Selected text →
■ ■ ■
Suspension of some meat imports from Brazil, UK won't have much impact

By Yin Yeping Source:Global Times Published: 2020/6/23 20:03:40

Suspension of some imports from Brazil, UK won't have much impact

Customers buy meat at a Chaoshifa supermarket branch in Haidian District of Beijing, capital of China, June 14, 2020. (Xinhua/Ren Chao)

The suspension of some meat imports from abroad is unlikely to seriously impact market supply in China, experts say, as a couple of meat processing factories in the UK and Brazil will halt exporting meat because of coronavirus infections there. 

UK and Brazilian authorities informed China Customs that two companies -- UK-based pork provider Tulip and Brazil's beef supplier Agra -- had reported the suspension of all exports to China due to positive COVID-19 cases among their employees, China Customs' official WeChat account reported on Tuesday.

Officials in both countries said that they will continue to watch out for the health of their workers and provide information to China in a timely manner.

China imported about 6.18 million tons of meat last year, mainly from Brazil, European countries such as Spain and Germany, and the US, according to the China Meat Association (CMA).

The suspension involving the two companies is an important message from China on its quality requirements for all imported meat, Chinese experts say.

However, the import suspension of the two plants won't have much impact on market supply in China, the world's largest meat consumer, they say. 

China's meat imports surged 50 percent last year, which only accounted for 8 percent of China's domestic market supplies, Gao Guan, deputy director of the CMA, told the Global Times on Tuesday.

"Imports from the two companies in Brazil and UK accounted for less than 1 percent of total meat consumption in China," Gao noted.

Chinese consumers are very flexible when it comes choosing alternatives or simply eating less meat, analysts said.

China imported 6.18 million tons of meat, and supply was down 8 million tons, leaving a gap of 2.5 million tons, but there was little market panic.

There are dozens of meat suppliers in Brazil alone, and China may also raise imports from other countries, including the US, as part of their phase one trade deal. Meat comprises a major portion of that deal, Gao said.
■ ■ ■
Data extract →
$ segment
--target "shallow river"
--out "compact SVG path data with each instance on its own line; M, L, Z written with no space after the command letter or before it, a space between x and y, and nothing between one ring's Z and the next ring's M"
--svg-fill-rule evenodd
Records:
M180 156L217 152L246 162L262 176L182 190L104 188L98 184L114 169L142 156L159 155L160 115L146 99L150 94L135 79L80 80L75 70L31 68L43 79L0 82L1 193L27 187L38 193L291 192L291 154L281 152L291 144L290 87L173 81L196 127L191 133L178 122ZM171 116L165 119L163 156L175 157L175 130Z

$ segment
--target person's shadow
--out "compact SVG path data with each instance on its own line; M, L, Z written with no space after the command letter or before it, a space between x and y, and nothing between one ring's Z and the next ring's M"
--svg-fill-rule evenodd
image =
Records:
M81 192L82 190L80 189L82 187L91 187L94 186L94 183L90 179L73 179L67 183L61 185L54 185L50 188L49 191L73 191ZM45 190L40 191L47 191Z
■ ■ ■
Activity →
Resume the article on China's suspension of meat imports from Brazil and the UK, starting after its final sentence. The entries have no connection to the article on suspended meat imports.

Answer to this problem →
"Foreign trade is about reciprocity and fairness but safety is also a major issue, especially when the COVID-19 outbreak is spreading in many parts of the world," Ruan Zongze, executive vice president of the China Institute of International Studies, told the Global Times on Tuesday.

"We need to take responsibility for the safety of Chinese consumers."

Tyson Foods, which produces around 20 percent of the beef, pork and chicken in the US, has confirmed that of the 3,748 employees tested for COVID-19, 481 of them - or 13 percent - were positive. That finding led to China's suspension of imports from Tyson on Sunday.

Gao Feng, spokesperson of the Ministry of Commerce, said at a press conference on July 18 that increasing imports of food and agricultural products is an important part of China's proactive import policy. But these imports must comply with China's inspection and quarantine regulations.

"We will strengthen communication and coordination with relevant countries, control the quality and safety of imported food and agricultural products from the source, and ensure the health and safety of Chinese consumers," Gao said.

Analysts had expected meat imports to rise by 50 percent this year, but now that's unlikely because of the global pandemic.

"Some foreign companies will seek to raise prices if there's a reduction in meat supplies in China," Gao noted. "In addition to imports, China will need to strengthen meat production by making good use of its capacity advantages," said Gao.